Written task:
Return the records exactly as they are.

────────

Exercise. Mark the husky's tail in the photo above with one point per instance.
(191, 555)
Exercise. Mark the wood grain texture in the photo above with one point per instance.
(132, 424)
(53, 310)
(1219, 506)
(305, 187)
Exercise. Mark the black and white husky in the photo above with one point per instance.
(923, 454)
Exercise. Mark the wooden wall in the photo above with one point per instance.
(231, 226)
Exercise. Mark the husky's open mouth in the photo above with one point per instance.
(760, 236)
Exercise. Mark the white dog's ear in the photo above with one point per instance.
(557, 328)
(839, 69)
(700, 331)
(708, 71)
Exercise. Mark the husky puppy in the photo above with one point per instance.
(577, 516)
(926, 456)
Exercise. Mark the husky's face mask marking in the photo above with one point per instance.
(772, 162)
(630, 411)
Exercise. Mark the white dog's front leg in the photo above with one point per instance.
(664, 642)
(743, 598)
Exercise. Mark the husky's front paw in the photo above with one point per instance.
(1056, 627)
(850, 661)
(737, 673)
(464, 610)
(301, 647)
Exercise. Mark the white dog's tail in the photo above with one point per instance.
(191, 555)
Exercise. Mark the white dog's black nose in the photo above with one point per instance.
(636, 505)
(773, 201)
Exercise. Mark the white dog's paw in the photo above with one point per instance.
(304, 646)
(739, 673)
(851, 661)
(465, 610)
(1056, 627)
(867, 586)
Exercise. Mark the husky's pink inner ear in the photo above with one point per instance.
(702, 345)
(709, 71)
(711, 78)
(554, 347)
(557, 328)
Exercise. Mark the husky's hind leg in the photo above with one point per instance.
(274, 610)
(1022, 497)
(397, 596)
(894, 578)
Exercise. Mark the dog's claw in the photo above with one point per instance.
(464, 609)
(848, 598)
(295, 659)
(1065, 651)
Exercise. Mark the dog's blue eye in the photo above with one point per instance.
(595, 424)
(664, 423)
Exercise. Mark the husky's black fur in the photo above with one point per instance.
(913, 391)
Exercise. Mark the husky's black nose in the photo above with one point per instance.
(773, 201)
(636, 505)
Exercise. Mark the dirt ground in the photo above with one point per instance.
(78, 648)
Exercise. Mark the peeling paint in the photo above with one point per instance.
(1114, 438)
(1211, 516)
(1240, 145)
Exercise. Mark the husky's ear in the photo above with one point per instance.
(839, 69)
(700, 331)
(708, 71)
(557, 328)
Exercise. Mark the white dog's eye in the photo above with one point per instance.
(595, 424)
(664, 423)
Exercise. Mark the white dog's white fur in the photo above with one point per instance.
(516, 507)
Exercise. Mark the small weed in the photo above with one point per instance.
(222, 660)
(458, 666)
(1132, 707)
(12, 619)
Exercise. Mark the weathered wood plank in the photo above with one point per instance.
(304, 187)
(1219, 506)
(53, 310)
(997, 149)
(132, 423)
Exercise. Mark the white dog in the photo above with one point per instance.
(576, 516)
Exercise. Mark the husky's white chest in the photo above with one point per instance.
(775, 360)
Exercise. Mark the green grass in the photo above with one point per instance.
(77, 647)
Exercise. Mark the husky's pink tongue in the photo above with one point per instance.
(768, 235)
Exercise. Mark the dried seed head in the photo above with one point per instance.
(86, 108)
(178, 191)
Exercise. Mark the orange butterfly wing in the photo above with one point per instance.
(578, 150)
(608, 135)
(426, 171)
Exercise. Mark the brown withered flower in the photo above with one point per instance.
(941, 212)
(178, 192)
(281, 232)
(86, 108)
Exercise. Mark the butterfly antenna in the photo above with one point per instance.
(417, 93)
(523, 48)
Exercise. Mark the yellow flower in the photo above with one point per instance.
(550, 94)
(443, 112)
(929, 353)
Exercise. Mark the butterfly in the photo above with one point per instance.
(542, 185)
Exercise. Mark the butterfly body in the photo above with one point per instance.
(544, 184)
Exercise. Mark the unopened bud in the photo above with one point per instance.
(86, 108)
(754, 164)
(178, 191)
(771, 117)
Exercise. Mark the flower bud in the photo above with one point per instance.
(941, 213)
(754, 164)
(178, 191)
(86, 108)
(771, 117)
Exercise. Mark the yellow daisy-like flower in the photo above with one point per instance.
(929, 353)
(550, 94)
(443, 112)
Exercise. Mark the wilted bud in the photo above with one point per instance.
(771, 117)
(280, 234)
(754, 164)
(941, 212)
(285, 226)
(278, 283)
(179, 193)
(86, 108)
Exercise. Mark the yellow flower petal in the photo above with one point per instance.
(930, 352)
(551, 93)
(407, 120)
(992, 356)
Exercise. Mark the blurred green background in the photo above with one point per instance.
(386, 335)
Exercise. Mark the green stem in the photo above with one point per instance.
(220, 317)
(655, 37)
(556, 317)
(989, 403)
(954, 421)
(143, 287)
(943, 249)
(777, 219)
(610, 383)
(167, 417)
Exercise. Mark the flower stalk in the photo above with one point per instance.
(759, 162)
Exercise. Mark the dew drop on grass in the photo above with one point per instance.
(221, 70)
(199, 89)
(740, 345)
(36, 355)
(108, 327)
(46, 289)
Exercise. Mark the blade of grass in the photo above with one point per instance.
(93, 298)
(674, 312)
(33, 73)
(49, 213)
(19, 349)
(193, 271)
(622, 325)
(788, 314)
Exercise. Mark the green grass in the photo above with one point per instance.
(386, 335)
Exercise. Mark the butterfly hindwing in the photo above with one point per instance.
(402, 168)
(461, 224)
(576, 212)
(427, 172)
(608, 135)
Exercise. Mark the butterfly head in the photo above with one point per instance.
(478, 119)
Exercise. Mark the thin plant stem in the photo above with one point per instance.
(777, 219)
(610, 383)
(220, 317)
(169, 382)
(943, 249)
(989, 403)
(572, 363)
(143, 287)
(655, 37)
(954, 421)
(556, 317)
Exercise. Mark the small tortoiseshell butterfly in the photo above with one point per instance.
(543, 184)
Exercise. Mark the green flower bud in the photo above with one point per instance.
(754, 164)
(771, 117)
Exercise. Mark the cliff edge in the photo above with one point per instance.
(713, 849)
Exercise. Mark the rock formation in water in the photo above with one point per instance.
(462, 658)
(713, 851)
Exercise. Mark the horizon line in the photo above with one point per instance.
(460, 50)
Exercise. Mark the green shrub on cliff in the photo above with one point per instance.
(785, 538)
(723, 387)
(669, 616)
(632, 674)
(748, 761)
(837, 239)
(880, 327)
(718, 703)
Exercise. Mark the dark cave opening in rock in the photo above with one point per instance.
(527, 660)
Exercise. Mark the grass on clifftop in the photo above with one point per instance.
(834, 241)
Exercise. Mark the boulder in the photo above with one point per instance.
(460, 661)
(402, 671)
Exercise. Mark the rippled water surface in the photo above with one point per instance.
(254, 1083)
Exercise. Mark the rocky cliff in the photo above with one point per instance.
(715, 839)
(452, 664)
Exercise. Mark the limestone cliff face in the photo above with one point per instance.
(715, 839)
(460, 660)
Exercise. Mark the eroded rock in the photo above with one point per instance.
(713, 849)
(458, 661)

────────

Solution to this task:
Exercise. Mark the husky's tail in the photo above with one point per instance.
(191, 555)
Exercise. Mark the wood grain texture in the photo above with one point per instance.
(132, 424)
(53, 310)
(1219, 506)
(305, 187)
Exercise. Mark the black and white husky in the photo above with one point per instance.
(923, 454)
Exercise. Mark the wooden wall in the photo above with one point per instance.
(231, 226)
Exercise. Mark the husky's open mouth in the photo above with one point per instance.
(760, 236)
Exercise. Mark the white dog's ear in the photo above with one point per instance.
(557, 328)
(839, 69)
(700, 331)
(708, 71)
Exercise. Mark the husky puppy in the photo above with one point per instance.
(577, 516)
(926, 456)
Exercise. Mark the husky's face mask marking in the photo above with one point per instance.
(772, 162)
(630, 411)
Exercise. Mark the white dog's front leg in the photo above with one point per instance.
(664, 642)
(743, 598)
Exercise. Mark the husky's front paw in the photo above with one point per instance.
(1056, 627)
(850, 661)
(737, 673)
(464, 610)
(301, 647)
Exercise. Mark the white dog's tail in the photo above with one point per instance.
(191, 555)
Exercise. Mark the white dog's black nose in the photo above with one point per instance.
(636, 505)
(773, 201)
Exercise. Mark the white dog's paw in the photo above with one point per instance.
(304, 646)
(739, 673)
(851, 661)
(465, 610)
(1056, 627)
(867, 586)
Exercise. Mark the husky's pink inner ear in the photo above with one point per instance.
(702, 345)
(709, 71)
(711, 78)
(554, 347)
(557, 328)
Exercise. Mark the husky's hind leg in the photo above with one point per instance.
(274, 610)
(1022, 497)
(397, 596)
(894, 578)
Exercise. Mark the dog's claw in the photo above with one point per instance.
(464, 609)
(848, 598)
(295, 659)
(1065, 651)
Exercise. Mark the dog's blue eye in the photo above with one point per instance.
(595, 424)
(664, 423)
Exercise. Mark the husky's black fur in the photo above with one point per instance.
(913, 391)
Exercise. Mark the husky's black nose in the photo above with one point per instance.
(773, 201)
(636, 505)
Exercise. Mark the dirt ground in the photo above with one point per instance.
(78, 648)
Exercise. Mark the peeling paint in the photo above with one point per instance.
(1114, 438)
(1211, 516)
(1240, 145)
Exercise. Mark the husky's ear in the photo above with one point per instance.
(839, 69)
(700, 331)
(708, 71)
(557, 328)
Exercise. Mark the white dog's eye in the photo above with one point per instance.
(595, 424)
(664, 423)
Exercise. Mark the white dog's white fur in the photo above with one point per instance.
(516, 507)
Exercise. Mark the small weed in the photo above with one point per instance.
(222, 660)
(458, 666)
(1132, 707)
(12, 619)
Exercise. Mark the weathered wood plank in the photo above with one point per instance.
(304, 187)
(1219, 506)
(53, 310)
(997, 149)
(132, 423)
Exercise. Mark the white dog in the photo above with one point per instance.
(576, 516)
Exercise. Mark the husky's white chest in the photo above with one point per instance.
(775, 360)
Exercise. Mark the green grass in the photo above with one point per instance.
(77, 647)
Exercise. Mark the husky's pink tongue in the photo above with one point per instance.
(768, 235)
Exercise. Mark the dried seed head in the photo above with one point per instance.
(86, 108)
(178, 191)
Exercise. Mark the orange butterfly wing in the photo above with one point per instance.
(578, 150)
(608, 135)
(426, 171)
Exercise. Mark the brown withered flower in the photo above with one point per instance.
(941, 212)
(178, 192)
(281, 232)
(86, 108)
Exercise. Mark the butterfly antenna in the photo above with one point per instance.
(417, 93)
(523, 48)
Exercise. Mark the yellow flower in the photo above with one point per instance.
(550, 94)
(443, 112)
(929, 353)
Exercise. Mark the butterfly in the photo above with one point per instance.
(542, 185)
Exercise. Mark the butterfly body in the photo above with one point per instance.
(544, 184)
Exercise. Mark the unopened bud in the photo above with one point per instance.
(86, 108)
(754, 164)
(178, 191)
(771, 117)
Exercise. Mark the flower bud in the photo above with one point per instance.
(941, 213)
(754, 164)
(178, 191)
(86, 108)
(771, 117)
Exercise. Mark the yellow daisy-like flower in the photo above with one point per instance.
(929, 353)
(550, 94)
(443, 112)
Exercise. Mark the wilted bud in the photo above with one point per instance.
(771, 117)
(280, 234)
(754, 164)
(941, 212)
(285, 226)
(278, 283)
(179, 193)
(86, 108)
Exercise. Mark the yellow flower petal in the photo above with one point per instance.
(930, 352)
(551, 93)
(407, 120)
(992, 356)
Exercise. Mark the blurred green background in the photo above with one point per instance.
(386, 335)
Exercise. Mark the green stem in the photo above with one point per instance.
(220, 317)
(655, 37)
(556, 317)
(989, 403)
(954, 421)
(143, 287)
(943, 249)
(777, 219)
(610, 383)
(167, 417)
Exercise. Mark the flower stalk in the photo above with one point per instance.
(759, 162)
Exercise. Mark the dew drop on grass in the photo above with one point per instance.
(221, 70)
(199, 89)
(740, 345)
(36, 355)
(108, 327)
(46, 289)
Exercise. Mark the blade of grass in the photo above with one point per instance.
(93, 298)
(674, 312)
(33, 73)
(49, 213)
(19, 349)
(193, 271)
(622, 325)
(788, 314)
Exercise. Mark the green grass in the photo above with one point per instance.
(386, 335)
Exercise. Mark the butterfly hindwing in the photo above with one point per instance.
(402, 168)
(461, 224)
(576, 212)
(427, 172)
(608, 135)
Exercise. Mark the butterfly head in the photo above with one point per instance.
(478, 119)
Exercise. Mark the thin plant stem in the photo above with one point per instance.
(777, 219)
(610, 383)
(220, 317)
(169, 382)
(943, 249)
(989, 403)
(572, 363)
(143, 287)
(655, 37)
(954, 421)
(556, 317)
Exercise. Mark the small tortoiseshell butterfly in the photo above with one point per instance.
(543, 184)
Exercise. Mark the green flower bud in the photo above with one point per instance.
(754, 164)
(771, 117)
Exercise. Mark the cliff edge in the photo above with one point per instance.
(713, 849)
Exercise. Mark the rock formation in water in the photo above with one point per instance.
(462, 658)
(713, 851)
Exercise. Mark the horizon line in the photo above with one point per instance.
(460, 50)
Exercise. Mark the green shrub on cliff in the photo above with one point per instance.
(785, 538)
(723, 387)
(669, 616)
(632, 674)
(748, 761)
(837, 239)
(880, 327)
(718, 703)
Exercise. Mark the dark cave opening in rock in the photo above with one point per instance.
(527, 660)
Exercise. Mark the grass on clifftop in the photo above with one point per instance.
(834, 241)
Exercise. Mark the boulder in the photo above with one point per instance.
(460, 661)
(402, 671)
Exercise. Mark the rippled water surface in the photo above with one point per instance.
(254, 1083)
Exercise. Mark the rocky cliff in the photo above with one point per instance.
(715, 839)
(452, 664)
Exercise. Mark the limestone cliff face in the photo above with one point per instance.
(715, 839)
(460, 660)
Exercise. Mark the eroded rock in the photo above with one point per instance.
(713, 849)
(458, 661)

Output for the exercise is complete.